• _Source extract_

::::::::::

Do we need stochastic modelling?

   This can be a buzz-word.  What does it mean?

  All models include stochastic variation - e.g., leaf-to-leaf variation in photosynthetic performance,  plant-to-plant variation in reproductive allocation, patch-to-patch variation in soil water infiltration.  We typicallly model the mean behavior and hope (or sometimes test) that the variations don't shift the mean.

  We might want to explicitly model the variations under certain conditions:

    1. If the patterns of variation are of the essence – that is, our models predict a great variation, and perhaps in patterns that are regular, or random, or of other character.

    2. If the variations shift the mean value.  Nonlinear interactions do this, linear ones don’t.  As an example, I include a plot from one of my models, of how plant transpiration, E, varies with two parameters of plant physiology, namely, the Ball-Berry slope, m (how wide the stomata open in response to opportunities for photosynthesis and good water-use efficiency) and the photosynthetic capacity, Vc,max (amount of  Rubisco enzyme, in essence).

::::::::::

• _Given entries_
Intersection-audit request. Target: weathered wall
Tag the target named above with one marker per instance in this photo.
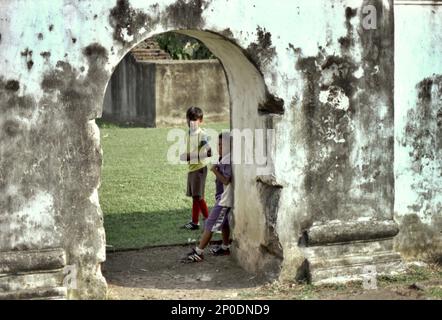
(130, 94)
(310, 70)
(418, 131)
(181, 84)
(159, 93)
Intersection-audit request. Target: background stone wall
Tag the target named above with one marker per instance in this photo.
(159, 93)
(418, 130)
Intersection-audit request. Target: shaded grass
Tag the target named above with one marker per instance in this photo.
(142, 195)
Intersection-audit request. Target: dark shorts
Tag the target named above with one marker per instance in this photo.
(196, 182)
(218, 218)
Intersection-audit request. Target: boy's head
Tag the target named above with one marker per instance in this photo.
(194, 116)
(224, 141)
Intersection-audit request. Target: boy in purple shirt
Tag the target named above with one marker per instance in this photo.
(219, 216)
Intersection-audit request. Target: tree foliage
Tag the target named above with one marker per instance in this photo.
(182, 47)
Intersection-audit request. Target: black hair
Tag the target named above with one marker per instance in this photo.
(194, 113)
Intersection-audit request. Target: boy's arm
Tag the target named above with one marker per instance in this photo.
(204, 153)
(224, 180)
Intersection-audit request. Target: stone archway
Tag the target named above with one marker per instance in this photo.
(336, 80)
(251, 108)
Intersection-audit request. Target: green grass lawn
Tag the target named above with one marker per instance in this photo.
(143, 196)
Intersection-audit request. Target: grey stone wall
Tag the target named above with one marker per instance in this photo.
(181, 84)
(130, 95)
(159, 93)
(418, 131)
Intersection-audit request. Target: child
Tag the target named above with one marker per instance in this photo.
(198, 150)
(224, 200)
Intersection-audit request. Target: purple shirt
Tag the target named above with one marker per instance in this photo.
(226, 170)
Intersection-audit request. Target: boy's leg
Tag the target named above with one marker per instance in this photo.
(223, 249)
(203, 208)
(196, 209)
(202, 202)
(205, 239)
(212, 222)
(226, 234)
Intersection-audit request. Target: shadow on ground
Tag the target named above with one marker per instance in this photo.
(161, 268)
(157, 273)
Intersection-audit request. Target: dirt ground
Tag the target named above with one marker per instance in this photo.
(157, 273)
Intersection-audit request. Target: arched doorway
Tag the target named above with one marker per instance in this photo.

::::::::::

• _Explore the material_
1 - Using the stochastic modelling passage, explain in one to three sentences when variations should be modeled explicitly because of their effect on the mean, and what kind of interaction produces that effect.
2 - Answer these from the stochastic modelling passage:
(a) What kind of variation in soil water infiltration is given as an example?
(b) What behavior do models typically represent?
(c) What does the Ball-Berry slope, m, describe?
3 - Please transcribe the stochastic modelling passage from "Do we need stochastic" up to and including "shift the mean.".

• _Outputs in order_
1 - The passage says variations should be modeled explicitly if they shift the mean value. Nonlinear interactions produce this shift, while linear ones don't.

2 -
(a) Patch-to-patch variation.
(b) The mean behavior.
(c) How wide the stomata open in response to opportunities for photosynthesis and good water-use efficiency.

3 -
Do we need stochastic modelling?

   This can be a buzz-word.  What does it mean?

  All models include stochastic variation - e.g., leaf-to-leaf variation in photosynthetic performance,  plant-to-plant variation in reproductive allocation, patch-to-patch variation in soil water infiltration.  We typicallly model the mean behavior and hope (or sometimes test) that the variations don't shift the mean.